What the task requires:
Rewrite the records starting at the line that contains "black shirt in" and stopping after the line that contains "point(464, 322)", with both of those lines included. Replace "Target" with "Label" throughout and leave everything else unchanged.

[Available records start]

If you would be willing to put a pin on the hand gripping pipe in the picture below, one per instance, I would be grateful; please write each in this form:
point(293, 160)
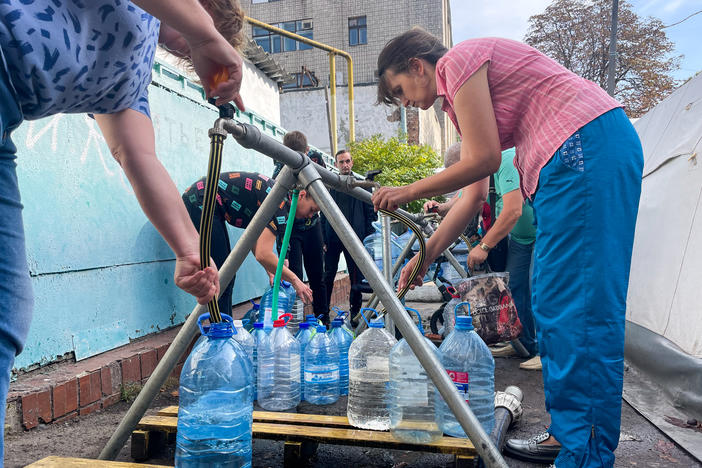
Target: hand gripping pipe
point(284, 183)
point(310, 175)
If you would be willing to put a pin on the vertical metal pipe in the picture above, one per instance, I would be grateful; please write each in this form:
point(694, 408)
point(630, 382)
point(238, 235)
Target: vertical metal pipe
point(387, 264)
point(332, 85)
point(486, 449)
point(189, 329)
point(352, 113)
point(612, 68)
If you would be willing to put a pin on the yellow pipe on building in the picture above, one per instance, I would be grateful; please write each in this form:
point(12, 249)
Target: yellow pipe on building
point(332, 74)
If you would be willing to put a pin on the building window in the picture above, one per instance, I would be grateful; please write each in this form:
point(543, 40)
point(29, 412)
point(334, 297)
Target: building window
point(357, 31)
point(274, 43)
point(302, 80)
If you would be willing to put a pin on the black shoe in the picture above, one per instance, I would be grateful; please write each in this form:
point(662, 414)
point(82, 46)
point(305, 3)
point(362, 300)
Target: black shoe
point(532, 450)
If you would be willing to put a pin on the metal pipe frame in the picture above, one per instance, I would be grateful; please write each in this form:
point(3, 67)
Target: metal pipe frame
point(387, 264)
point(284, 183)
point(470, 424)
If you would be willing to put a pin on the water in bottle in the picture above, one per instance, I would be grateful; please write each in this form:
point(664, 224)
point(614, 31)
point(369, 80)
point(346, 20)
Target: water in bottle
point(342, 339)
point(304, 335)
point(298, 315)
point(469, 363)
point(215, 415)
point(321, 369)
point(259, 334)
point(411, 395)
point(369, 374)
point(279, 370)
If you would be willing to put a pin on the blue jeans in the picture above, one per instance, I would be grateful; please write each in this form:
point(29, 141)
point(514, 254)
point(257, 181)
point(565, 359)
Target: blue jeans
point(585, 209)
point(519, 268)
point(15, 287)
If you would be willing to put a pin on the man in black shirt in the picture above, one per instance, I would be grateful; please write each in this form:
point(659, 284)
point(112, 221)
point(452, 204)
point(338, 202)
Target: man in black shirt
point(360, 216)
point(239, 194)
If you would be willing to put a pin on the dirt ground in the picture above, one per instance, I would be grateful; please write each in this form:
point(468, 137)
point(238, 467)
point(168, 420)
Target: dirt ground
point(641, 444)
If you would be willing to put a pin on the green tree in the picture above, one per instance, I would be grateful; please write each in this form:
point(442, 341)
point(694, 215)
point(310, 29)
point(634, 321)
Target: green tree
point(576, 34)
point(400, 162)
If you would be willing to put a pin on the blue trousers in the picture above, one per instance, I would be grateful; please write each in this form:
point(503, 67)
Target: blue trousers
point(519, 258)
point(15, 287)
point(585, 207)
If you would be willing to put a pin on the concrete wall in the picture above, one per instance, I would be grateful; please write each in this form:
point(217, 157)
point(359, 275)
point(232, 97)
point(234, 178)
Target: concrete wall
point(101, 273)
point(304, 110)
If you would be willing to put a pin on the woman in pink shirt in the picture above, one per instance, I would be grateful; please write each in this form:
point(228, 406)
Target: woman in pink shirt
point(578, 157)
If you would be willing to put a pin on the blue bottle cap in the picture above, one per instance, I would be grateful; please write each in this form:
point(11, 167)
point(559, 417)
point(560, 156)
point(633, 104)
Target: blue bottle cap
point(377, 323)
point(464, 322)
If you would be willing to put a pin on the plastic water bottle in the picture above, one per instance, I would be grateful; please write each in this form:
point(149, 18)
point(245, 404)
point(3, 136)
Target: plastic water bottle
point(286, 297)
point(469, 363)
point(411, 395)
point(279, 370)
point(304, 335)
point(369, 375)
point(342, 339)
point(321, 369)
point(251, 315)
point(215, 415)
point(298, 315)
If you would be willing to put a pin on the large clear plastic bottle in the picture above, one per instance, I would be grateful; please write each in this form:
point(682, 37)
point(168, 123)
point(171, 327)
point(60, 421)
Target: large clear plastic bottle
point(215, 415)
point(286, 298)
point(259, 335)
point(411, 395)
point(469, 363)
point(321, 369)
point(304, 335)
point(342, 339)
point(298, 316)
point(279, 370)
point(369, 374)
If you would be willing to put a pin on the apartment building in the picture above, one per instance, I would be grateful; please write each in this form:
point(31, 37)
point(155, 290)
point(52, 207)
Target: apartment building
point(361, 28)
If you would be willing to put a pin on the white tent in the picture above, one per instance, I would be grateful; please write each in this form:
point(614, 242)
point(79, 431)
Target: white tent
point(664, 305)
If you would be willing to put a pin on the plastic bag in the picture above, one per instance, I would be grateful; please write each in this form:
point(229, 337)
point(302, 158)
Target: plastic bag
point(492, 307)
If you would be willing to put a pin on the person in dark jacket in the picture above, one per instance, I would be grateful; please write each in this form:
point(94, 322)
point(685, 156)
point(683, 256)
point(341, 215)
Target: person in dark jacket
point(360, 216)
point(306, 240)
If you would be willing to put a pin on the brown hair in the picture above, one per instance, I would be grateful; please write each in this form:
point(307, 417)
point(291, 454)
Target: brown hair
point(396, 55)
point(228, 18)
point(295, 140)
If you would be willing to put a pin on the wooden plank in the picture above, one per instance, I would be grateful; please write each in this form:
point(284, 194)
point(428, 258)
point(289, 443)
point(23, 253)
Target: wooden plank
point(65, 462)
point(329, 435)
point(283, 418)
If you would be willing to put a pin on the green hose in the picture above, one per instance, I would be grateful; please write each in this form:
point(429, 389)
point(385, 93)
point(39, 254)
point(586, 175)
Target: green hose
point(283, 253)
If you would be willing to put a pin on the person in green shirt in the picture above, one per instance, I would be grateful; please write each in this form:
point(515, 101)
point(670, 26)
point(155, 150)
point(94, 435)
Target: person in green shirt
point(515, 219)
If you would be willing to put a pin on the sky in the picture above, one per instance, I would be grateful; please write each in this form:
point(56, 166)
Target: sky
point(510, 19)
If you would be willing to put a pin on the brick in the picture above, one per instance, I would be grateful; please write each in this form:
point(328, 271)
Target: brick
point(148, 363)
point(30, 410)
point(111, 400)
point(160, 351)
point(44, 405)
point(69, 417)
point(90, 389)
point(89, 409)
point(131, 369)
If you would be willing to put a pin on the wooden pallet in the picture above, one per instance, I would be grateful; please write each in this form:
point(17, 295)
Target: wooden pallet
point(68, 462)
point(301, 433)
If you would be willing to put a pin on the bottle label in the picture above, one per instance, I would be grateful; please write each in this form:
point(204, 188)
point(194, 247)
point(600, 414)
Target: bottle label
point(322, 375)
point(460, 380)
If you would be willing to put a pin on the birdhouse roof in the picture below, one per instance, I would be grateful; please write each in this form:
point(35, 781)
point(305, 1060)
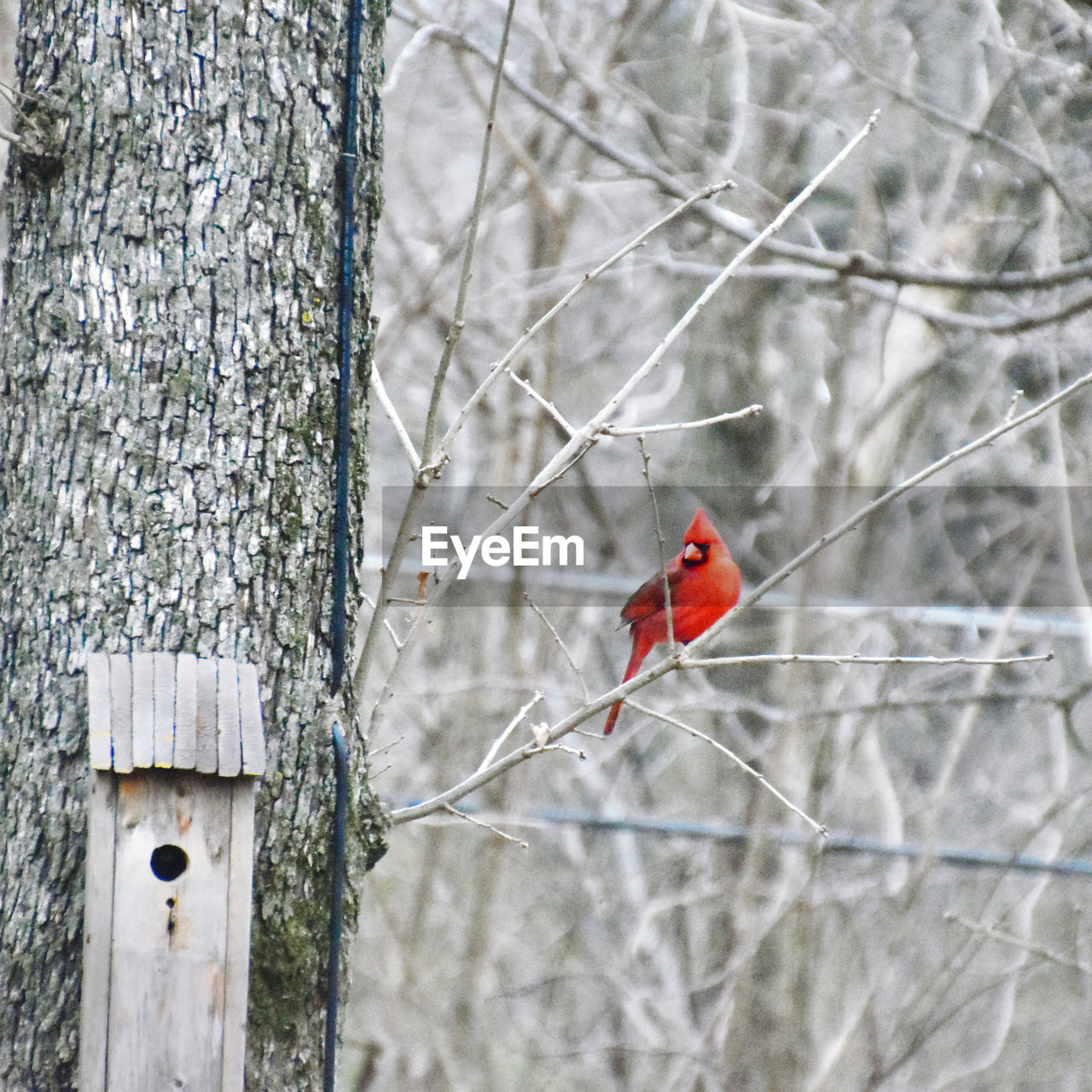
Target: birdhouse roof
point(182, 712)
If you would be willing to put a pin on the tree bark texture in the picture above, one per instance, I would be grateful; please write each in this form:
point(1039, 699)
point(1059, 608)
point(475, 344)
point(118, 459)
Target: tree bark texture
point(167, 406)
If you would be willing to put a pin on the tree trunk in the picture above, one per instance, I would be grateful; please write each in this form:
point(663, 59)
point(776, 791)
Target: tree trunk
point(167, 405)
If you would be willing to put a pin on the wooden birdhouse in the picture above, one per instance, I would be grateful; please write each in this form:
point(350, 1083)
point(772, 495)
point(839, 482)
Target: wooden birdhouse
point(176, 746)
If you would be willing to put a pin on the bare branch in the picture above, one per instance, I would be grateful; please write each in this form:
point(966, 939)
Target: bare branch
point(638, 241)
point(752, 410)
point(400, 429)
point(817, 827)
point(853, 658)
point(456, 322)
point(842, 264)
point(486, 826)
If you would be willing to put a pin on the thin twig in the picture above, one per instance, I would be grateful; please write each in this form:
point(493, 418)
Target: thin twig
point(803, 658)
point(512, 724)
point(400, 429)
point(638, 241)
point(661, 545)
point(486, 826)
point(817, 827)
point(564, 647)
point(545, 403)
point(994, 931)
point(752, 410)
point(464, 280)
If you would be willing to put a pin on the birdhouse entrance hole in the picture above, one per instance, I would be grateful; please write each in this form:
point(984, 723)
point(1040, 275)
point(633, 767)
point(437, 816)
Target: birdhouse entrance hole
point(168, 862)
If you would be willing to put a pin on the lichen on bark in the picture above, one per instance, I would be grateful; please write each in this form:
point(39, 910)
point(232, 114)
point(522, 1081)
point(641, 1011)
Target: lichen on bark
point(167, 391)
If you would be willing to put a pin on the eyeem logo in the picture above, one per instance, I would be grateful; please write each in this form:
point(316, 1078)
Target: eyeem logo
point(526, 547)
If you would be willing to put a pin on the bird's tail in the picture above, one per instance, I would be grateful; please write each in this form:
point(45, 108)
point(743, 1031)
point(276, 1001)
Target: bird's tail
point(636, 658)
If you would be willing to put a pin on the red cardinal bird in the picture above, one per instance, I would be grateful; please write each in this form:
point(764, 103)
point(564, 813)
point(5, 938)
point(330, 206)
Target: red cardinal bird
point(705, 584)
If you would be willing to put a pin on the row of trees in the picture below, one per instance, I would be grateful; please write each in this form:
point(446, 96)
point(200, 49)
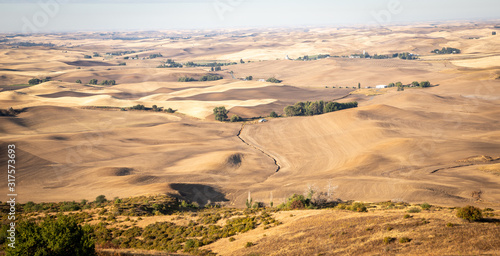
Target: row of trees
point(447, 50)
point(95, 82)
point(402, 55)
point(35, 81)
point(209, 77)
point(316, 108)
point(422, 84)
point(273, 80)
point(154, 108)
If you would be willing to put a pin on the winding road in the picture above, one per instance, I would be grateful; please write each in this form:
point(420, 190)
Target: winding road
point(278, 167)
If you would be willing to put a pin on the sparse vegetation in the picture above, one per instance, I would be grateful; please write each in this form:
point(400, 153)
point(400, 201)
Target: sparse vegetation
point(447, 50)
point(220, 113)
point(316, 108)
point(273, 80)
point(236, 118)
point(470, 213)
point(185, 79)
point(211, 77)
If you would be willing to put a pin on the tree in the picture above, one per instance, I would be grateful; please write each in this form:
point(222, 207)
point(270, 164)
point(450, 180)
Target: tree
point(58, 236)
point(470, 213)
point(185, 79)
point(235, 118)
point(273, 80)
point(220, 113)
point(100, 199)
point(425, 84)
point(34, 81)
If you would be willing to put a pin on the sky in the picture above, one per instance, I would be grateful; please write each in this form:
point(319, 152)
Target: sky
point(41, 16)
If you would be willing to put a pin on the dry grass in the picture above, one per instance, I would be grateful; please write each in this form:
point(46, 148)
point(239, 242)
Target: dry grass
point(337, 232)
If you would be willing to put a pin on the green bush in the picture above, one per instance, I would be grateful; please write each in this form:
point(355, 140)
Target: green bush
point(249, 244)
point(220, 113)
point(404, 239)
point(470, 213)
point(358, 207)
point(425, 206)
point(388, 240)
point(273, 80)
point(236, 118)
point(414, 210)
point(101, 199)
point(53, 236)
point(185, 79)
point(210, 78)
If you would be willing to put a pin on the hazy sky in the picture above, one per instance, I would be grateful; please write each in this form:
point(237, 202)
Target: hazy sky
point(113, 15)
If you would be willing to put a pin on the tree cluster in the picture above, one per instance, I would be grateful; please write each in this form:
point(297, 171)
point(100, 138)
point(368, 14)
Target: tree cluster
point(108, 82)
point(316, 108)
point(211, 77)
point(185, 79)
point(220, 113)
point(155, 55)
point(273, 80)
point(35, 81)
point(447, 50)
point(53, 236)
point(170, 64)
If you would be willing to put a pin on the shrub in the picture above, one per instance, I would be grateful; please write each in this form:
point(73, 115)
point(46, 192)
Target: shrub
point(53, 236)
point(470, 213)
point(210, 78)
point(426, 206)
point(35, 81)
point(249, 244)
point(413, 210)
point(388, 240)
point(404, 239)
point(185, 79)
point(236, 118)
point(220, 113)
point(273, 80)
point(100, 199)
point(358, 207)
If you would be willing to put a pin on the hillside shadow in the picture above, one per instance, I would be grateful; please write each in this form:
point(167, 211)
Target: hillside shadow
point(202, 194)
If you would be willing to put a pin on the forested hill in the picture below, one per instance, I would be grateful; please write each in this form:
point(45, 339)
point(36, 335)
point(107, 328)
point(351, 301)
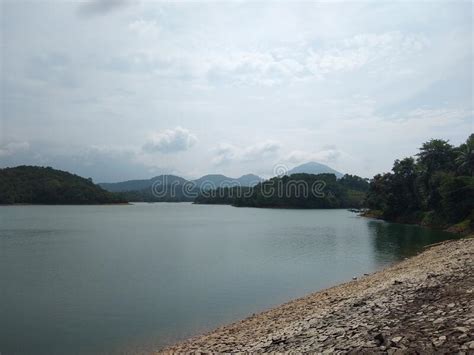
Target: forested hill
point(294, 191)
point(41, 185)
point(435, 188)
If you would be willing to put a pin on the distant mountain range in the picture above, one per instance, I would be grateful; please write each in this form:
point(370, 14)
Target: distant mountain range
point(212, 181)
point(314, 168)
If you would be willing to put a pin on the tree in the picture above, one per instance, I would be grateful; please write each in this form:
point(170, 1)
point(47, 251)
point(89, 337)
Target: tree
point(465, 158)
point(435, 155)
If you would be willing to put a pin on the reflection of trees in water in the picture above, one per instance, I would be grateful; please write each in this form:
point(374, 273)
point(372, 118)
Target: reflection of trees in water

[Available records end]

Answer:
If you would be willing to put a pin on the man in black shirt in the picture above, one per instance, I would be grateful; please write each in this form:
point(659, 284)
point(112, 221)
point(452, 204)
point(338, 202)
Label: man in black shirt
point(360, 216)
point(239, 194)
If you would be willing to put a pin on the dirt ground in the picture above, one per instance, I would be grateful; please write each in this form:
point(468, 137)
point(238, 467)
point(168, 420)
Label: dirt ground
point(641, 444)
If you would be willing to put a pin on the green tree in the picture above, one per instance, I would be grateful; please write each in this form:
point(442, 341)
point(694, 215)
point(310, 29)
point(634, 321)
Label: green tree
point(576, 34)
point(400, 162)
If you would be willing to put a pin on the blue trousers in the picture above, one per instance, I would be grateful; please write each in this form:
point(503, 67)
Label: blue trousers
point(519, 258)
point(15, 287)
point(585, 207)
If you would be willing to put a pin on the concrete wall in the picture above, one per instance, I would be grateful; please write each in this form:
point(217, 157)
point(359, 275)
point(232, 97)
point(234, 178)
Label: concrete wall
point(101, 273)
point(304, 110)
If you would be willing to put a pin on the woman in pink shirt in the picture above, one per instance, I would be grateful; please write each in this form:
point(228, 406)
Label: woman in pink shirt
point(578, 157)
If you would be willing to put a pin on the blue bottle cap in the picture above, one per instance, I would be grateful; please write each in this form:
point(11, 167)
point(559, 417)
point(560, 156)
point(633, 104)
Label: blue bottle cap
point(377, 323)
point(464, 322)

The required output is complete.